▸ GIVEN EXERCISE 1: Show each line of the entries below that contains the word "dark".

Because of the latest students’ efforts, the stagnant conversation on gun control shifted with alarming speed through their experiences as victims and survivors, to their role as activists. (Subsequently, they’ve been the target of right-wing ire, conspiracy theories, mockery, and unbelievably, death threats.)

Lest we all — even perhaps the survivors themselves — forget, these are children who’ve suffered a shocking trauma. Children who will one day grow into adults like acclaimed writer and cultural fixture R. Alan Brooks, who has lived the majority of his life now as a survivor himself.

Though the violent episode he endured at Simon's Rock was different from the Parkland teens in some ways, unification still underscores their experience.

Can you tell us about the night of the shooting?
"We had a meeting scheduled for the whole dormitory. But because it was exam week, pretty much everyone blew it off. So it was just me, the other RAs, and the two RDs, and then no students.

But then Wayne walked in (the shooter), and I was like ‘Wayne! Representin’ my hall!’ I fist bumped him, he laughed and everything, it was cool. So we had the meeting, it was business as usual, but as we came to the end, Wayne was having a very mild disagreement with the RD.

They were disagreeing about some small rule, but for me it was over and I left them arguing. I went back to my dorm room and I hear my phone ringing. I answer it and it’s my friend who was acting in a play across campus. So [a friend and I] hightail it across campus.

And then we’re sitting and waiting for the play to start, and it doesn’t start. We’re just waiting for a while, it gets to be about 45 minutes, and the people who were in the play come out and sit with us in the audience because they don’t know what’s happening. And then we finally get an announcement that somebody’s shooting. And it turns out that it was Wayne. After that meeting, he went to his room, shaved his head, walked out in the snow with socks, and an assault rifle that he had purchased with armor-piercing bullets, and he was just firing on whoever came in his path."

[R. Alan Brooks, photo credit Joe Rogers]

What was it like for you in the immediate aftermath?
"Growing up in Atlanta, which was a murder capital for some years — although I was fortunate enough to not be directly involved or close to somebody being killed — I knew people who got killed. So although I was never around a shooting up to that point, it was a present reality for me.

So it wasn’t as world-shaking for me as it was for a lot of that kids that were there. For me it was just kind of like, here we go again. But I did feel numb and in shock that it was somebody that I had just been sitting with an hour before."

How has that all evolved over time, what stays with you?
"The resonance of it. I sometimes wonder if I should be more affected by it, or if I’m in some kind of denial about it. Because a lot of my classmates, on the anniversary of it every year, they black out their Facebook pages and put up a remembrance. I’m not always even aware of the date.

▸ SUPPLIED INFORMATION:
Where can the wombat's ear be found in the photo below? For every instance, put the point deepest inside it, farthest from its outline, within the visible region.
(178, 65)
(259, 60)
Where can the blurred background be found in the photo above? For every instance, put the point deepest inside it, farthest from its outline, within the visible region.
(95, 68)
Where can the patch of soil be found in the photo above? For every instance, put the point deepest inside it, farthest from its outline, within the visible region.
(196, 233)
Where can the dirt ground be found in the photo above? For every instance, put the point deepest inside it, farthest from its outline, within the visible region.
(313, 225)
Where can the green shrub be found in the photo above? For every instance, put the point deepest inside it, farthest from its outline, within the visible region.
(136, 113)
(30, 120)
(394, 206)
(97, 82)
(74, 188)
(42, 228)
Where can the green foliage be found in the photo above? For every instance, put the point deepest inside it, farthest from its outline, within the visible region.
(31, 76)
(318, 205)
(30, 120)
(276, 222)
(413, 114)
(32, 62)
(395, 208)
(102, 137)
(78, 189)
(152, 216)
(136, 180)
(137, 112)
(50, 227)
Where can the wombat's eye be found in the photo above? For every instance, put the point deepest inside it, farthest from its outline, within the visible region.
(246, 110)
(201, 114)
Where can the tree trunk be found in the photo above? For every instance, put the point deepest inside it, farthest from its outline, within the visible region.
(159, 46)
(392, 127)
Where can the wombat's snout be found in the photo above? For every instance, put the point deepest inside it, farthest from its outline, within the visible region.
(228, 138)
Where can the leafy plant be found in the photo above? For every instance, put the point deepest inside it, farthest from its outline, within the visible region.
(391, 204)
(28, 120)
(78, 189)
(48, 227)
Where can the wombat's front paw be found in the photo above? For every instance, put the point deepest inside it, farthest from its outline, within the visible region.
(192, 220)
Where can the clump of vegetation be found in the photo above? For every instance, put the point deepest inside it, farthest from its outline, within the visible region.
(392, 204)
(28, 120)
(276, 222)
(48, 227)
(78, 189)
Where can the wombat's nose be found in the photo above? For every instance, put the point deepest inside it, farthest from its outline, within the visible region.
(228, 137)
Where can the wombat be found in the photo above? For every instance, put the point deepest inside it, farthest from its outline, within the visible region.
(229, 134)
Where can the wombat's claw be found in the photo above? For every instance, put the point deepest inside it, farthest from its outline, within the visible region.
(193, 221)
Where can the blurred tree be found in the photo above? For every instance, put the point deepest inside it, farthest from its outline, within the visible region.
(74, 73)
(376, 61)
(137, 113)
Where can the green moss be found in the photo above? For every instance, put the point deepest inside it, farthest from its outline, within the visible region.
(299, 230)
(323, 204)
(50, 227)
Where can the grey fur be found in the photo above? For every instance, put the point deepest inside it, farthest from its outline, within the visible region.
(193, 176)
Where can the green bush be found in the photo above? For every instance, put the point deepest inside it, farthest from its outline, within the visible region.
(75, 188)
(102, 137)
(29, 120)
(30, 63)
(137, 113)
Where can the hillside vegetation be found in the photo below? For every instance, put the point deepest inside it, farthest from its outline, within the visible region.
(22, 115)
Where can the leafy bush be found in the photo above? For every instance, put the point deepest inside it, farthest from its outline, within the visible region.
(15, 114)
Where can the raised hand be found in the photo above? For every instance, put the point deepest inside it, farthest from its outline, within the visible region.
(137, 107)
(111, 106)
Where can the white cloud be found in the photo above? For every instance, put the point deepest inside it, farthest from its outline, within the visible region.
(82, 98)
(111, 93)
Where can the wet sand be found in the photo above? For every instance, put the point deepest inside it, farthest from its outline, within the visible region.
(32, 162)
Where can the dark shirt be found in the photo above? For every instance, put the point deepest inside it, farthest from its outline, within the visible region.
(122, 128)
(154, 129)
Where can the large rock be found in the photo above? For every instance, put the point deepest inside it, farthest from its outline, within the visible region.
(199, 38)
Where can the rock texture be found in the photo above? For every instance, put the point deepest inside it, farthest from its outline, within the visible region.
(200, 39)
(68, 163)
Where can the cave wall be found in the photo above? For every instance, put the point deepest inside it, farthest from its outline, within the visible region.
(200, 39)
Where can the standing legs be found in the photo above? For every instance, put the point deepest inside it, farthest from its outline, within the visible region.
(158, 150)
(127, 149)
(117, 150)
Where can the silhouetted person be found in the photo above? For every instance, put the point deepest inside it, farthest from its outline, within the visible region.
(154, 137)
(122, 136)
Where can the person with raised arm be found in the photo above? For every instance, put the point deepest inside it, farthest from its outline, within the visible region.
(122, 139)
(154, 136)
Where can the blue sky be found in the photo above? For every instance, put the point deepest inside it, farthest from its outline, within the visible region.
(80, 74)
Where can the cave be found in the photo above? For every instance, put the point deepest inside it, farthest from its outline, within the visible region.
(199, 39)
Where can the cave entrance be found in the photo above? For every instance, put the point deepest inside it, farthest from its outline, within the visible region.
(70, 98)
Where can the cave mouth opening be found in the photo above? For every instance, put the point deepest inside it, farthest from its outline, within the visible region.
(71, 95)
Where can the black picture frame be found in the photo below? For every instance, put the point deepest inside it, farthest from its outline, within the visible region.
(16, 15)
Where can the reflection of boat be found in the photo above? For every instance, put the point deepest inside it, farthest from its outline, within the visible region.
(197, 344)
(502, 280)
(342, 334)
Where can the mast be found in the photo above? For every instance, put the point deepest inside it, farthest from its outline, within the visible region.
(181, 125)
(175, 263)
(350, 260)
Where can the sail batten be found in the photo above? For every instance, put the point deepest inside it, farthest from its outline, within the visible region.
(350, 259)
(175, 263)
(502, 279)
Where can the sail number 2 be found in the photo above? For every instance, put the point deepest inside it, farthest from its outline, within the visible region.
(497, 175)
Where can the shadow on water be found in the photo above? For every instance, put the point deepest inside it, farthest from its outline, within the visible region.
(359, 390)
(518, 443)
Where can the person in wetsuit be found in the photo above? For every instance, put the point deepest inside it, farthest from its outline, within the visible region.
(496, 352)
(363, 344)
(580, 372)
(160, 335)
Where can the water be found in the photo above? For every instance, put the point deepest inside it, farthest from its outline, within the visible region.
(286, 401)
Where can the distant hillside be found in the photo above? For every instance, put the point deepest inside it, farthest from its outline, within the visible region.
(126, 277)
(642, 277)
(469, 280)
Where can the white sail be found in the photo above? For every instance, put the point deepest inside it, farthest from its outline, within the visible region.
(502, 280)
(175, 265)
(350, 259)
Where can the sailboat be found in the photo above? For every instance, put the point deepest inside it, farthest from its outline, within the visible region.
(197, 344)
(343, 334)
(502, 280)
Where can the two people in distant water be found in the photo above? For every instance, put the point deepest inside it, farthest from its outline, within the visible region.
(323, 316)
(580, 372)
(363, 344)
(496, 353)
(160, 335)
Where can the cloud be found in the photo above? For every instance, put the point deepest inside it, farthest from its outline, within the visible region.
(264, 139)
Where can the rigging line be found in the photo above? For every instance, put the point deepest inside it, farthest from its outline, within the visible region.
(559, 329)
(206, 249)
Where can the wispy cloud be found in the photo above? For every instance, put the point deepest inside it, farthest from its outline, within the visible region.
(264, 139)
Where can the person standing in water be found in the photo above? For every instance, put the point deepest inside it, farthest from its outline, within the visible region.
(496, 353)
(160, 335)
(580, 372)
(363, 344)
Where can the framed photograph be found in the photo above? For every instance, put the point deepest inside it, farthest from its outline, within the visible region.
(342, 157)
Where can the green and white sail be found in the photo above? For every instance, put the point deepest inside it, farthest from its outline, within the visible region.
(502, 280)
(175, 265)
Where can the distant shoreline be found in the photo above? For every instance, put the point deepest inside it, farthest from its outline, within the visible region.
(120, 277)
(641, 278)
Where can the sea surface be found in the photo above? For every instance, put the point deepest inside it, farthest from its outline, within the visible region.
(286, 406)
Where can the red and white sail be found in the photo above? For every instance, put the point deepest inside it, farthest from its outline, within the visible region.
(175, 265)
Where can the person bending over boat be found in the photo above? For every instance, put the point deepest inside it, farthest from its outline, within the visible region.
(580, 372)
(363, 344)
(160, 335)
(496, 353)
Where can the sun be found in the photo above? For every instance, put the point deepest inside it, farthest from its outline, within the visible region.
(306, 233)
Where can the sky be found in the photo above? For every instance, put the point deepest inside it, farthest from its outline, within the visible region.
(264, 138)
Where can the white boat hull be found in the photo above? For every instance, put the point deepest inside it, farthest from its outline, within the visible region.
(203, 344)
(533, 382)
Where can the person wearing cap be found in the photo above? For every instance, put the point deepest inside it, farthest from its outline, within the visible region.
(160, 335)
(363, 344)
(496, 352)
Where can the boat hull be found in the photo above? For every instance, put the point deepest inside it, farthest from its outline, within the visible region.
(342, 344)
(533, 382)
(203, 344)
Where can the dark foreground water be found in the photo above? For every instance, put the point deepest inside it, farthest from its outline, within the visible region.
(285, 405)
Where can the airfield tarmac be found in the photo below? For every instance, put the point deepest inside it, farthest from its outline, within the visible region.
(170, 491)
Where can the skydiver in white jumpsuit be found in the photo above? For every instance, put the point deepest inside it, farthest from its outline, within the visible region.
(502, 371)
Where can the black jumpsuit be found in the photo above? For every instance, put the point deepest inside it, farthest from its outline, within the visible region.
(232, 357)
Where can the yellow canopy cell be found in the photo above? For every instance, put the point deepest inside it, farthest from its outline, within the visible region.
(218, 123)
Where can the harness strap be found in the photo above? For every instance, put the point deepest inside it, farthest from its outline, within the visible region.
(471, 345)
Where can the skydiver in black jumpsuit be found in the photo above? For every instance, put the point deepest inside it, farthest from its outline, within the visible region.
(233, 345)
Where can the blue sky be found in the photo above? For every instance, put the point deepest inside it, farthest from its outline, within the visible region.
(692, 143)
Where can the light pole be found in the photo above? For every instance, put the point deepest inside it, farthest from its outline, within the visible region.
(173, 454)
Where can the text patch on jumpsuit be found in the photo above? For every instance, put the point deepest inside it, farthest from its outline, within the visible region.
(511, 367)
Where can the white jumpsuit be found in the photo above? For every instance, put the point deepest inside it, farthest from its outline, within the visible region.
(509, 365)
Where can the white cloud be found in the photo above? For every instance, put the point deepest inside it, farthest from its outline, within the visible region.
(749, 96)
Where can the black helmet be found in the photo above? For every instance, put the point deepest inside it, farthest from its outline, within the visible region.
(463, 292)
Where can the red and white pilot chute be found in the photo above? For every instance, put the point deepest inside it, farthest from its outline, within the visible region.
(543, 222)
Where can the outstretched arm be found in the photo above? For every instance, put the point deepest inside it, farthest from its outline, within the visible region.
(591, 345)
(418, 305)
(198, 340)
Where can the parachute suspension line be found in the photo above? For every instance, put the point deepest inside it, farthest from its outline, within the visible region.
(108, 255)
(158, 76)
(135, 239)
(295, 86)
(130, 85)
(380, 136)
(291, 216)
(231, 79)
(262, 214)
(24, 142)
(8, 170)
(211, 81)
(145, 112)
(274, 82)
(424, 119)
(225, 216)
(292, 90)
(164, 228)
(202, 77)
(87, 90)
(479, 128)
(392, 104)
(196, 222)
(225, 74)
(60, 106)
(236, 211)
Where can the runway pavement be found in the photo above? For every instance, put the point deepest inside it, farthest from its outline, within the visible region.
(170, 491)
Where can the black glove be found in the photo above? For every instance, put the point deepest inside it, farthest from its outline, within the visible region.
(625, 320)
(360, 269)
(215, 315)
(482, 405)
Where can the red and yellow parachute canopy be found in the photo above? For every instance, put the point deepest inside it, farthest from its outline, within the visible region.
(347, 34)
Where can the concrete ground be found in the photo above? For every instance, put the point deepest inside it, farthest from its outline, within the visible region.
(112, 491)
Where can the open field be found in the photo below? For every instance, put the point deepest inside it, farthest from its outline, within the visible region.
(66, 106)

▸ GIVEN EXERCISE 2: Retype the interview excerpt above from "Lest we all" up to and including "of the shooting?".

▸ WRITTEN ANSWER 1:
Where can the dark shirt be found in the photo above? For every instance, put the point deepest inside it, farthest from its outline, within the visible region.
Where can the dark foreground water be found in the photo above? For every instance, put the point deepest inside it, farthest from its outline, within the visible region.

▸ WRITTEN ANSWER 2:
Lest we all — even perhaps the survivors themselves — forget, these are children who’ve suffered a shocking trauma. Children who will one day grow into adults like acclaimed writer and cultural fixture R. Alan Brooks, who has lived the majority of his life now as a survivor himself.

Though the violent episode he endured at Simon's Rock was different from the Parkland teens in some ways, unification still underscores their experience.

Can you tell us about the night of the shooting?